Image-grounded pointing data:
==*==

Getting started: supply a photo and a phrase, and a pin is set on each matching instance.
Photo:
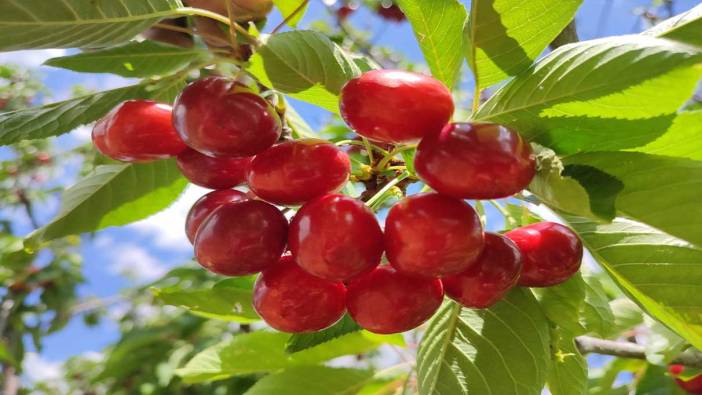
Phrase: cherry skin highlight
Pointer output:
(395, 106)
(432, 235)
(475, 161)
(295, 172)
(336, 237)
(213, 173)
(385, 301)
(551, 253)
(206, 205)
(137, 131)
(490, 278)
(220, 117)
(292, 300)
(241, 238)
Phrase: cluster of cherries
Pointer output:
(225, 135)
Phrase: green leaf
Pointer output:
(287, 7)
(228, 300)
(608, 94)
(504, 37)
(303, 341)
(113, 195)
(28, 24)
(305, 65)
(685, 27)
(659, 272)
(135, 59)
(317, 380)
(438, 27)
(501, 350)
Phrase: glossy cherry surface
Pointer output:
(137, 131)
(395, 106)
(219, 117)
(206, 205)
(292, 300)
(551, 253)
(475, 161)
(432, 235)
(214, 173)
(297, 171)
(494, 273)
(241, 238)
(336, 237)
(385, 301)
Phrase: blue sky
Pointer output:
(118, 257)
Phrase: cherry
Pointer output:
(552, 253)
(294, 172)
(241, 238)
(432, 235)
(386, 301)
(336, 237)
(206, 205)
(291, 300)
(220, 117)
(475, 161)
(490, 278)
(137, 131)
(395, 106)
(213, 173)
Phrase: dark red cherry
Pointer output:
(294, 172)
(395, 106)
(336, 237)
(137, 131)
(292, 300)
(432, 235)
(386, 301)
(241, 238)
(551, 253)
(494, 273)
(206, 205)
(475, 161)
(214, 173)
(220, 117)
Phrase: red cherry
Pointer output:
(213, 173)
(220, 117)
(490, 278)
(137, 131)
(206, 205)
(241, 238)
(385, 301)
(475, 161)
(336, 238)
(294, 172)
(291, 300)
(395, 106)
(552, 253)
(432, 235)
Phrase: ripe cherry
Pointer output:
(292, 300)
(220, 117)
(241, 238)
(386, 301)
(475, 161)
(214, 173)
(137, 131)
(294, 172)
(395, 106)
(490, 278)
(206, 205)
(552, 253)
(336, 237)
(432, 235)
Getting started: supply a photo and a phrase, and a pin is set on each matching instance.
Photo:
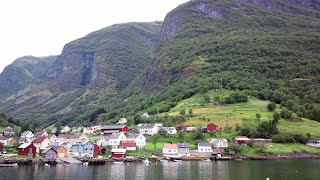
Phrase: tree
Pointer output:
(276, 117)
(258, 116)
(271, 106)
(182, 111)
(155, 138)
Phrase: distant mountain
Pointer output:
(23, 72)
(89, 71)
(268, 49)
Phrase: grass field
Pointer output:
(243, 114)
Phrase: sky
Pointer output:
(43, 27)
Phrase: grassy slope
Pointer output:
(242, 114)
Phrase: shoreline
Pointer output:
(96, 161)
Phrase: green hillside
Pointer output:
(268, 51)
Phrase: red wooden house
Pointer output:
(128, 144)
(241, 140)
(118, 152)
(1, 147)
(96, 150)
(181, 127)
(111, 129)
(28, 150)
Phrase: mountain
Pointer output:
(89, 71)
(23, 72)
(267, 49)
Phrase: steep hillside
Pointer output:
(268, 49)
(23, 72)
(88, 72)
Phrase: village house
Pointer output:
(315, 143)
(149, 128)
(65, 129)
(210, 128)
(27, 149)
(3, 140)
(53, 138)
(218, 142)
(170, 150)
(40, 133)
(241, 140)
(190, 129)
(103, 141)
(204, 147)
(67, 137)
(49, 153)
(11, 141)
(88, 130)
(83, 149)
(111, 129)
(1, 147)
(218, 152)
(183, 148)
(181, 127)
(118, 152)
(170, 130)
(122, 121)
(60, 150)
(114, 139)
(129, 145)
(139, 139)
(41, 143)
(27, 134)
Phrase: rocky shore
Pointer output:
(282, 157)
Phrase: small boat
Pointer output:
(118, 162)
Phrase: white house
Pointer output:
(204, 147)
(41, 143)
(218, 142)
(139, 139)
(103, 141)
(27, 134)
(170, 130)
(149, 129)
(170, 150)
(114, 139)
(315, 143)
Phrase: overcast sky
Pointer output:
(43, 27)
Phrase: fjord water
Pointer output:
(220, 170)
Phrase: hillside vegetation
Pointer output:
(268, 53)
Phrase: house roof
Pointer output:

==*==

:: EXERCISE BRIEF ::
Write the records out exactly once more, leaving off the pictures.

:: ANSWER BOX ::
Getting started: supply a photo and a phrase, and a pin is set on each matching instance.
Photo:
Phrase: cherry skin highlight
Pointer output:
(395, 106)
(432, 235)
(475, 161)
(295, 172)
(336, 237)
(213, 173)
(385, 301)
(551, 253)
(206, 205)
(137, 131)
(490, 278)
(220, 117)
(292, 300)
(241, 238)
Phrase: cluster of cherries
Pointer output:
(225, 135)
Phrase: green leaf
Pointer output:
(287, 7)
(228, 300)
(608, 94)
(504, 37)
(303, 341)
(113, 195)
(28, 24)
(305, 65)
(685, 27)
(659, 272)
(135, 59)
(317, 380)
(438, 27)
(501, 350)
Phrase: glossy cherry surface
Pointer output:
(137, 131)
(395, 106)
(219, 117)
(206, 205)
(292, 300)
(551, 253)
(475, 161)
(432, 235)
(214, 173)
(297, 171)
(494, 273)
(241, 238)
(336, 237)
(385, 301)
Phrase: blue sky
Pointer output:
(118, 257)
Phrase: cherry
Pointer output:
(552, 253)
(294, 172)
(241, 238)
(432, 235)
(386, 301)
(336, 237)
(206, 205)
(291, 300)
(220, 117)
(475, 161)
(490, 278)
(137, 131)
(395, 106)
(213, 173)
Phrase: dark red cherry
Pointer output:
(294, 172)
(395, 106)
(336, 237)
(137, 131)
(292, 300)
(432, 235)
(386, 301)
(241, 238)
(551, 253)
(494, 273)
(206, 205)
(475, 161)
(214, 173)
(220, 117)
Phrase: red cherry
Pointer output:
(213, 173)
(220, 117)
(490, 278)
(137, 131)
(206, 205)
(241, 238)
(385, 301)
(475, 161)
(336, 238)
(294, 172)
(291, 300)
(395, 106)
(552, 253)
(432, 235)
Phrase: ripe cherry
Pointer output:
(292, 300)
(220, 117)
(241, 238)
(386, 301)
(475, 161)
(214, 173)
(137, 131)
(294, 172)
(395, 106)
(490, 278)
(206, 205)
(552, 253)
(336, 237)
(432, 235)
Getting started: supply a photo and a phrase, and a pin is set on each matching instance.
Photo:
Phrase: tree
Pointer output:
(276, 117)
(258, 116)
(271, 106)
(182, 111)
(155, 138)
Phrase: distant mountain
Pointer output:
(23, 72)
(89, 71)
(268, 49)
Phrase: grass field
Pointer output:
(243, 114)
Phrase: sky
Pointer output:
(43, 27)
Phrase: grassy slope
Pointer output:
(242, 114)
Phrase: shoreline
Pointer output:
(96, 161)
Phrase: green hillside
Pointer output:
(268, 51)
Phrase: red wooden house
Pointer output:
(128, 144)
(241, 140)
(118, 152)
(1, 147)
(96, 150)
(181, 127)
(111, 129)
(28, 150)
Phrase: mountain
Pointer output:
(89, 71)
(23, 72)
(267, 49)
Phrase: steep hillside
Pointer output:
(268, 49)
(23, 72)
(88, 72)
Phrase: village house
Pointer output:
(315, 143)
(149, 128)
(65, 129)
(210, 128)
(27, 149)
(3, 140)
(53, 138)
(218, 142)
(170, 150)
(40, 133)
(241, 140)
(190, 129)
(103, 141)
(204, 147)
(67, 137)
(49, 153)
(11, 141)
(88, 130)
(83, 149)
(111, 129)
(1, 147)
(218, 152)
(183, 148)
(181, 127)
(118, 152)
(170, 130)
(122, 121)
(60, 150)
(114, 139)
(129, 145)
(139, 139)
(41, 143)
(27, 134)
Phrase: rocky shore
Pointer output:
(282, 157)
Phrase: small boat
Pointer output:
(118, 162)
Phrase: white house
Pointer output:
(204, 147)
(41, 143)
(218, 142)
(139, 139)
(103, 141)
(27, 134)
(170, 130)
(149, 129)
(170, 150)
(114, 139)
(315, 143)
Phrase: overcast sky
Pointer output:
(43, 27)
Phrase: fjord water
Pointer output:
(220, 170)
Phrase: hillside vegetation
Pointer output:
(268, 53)
Phrase: house roof
Pointer output:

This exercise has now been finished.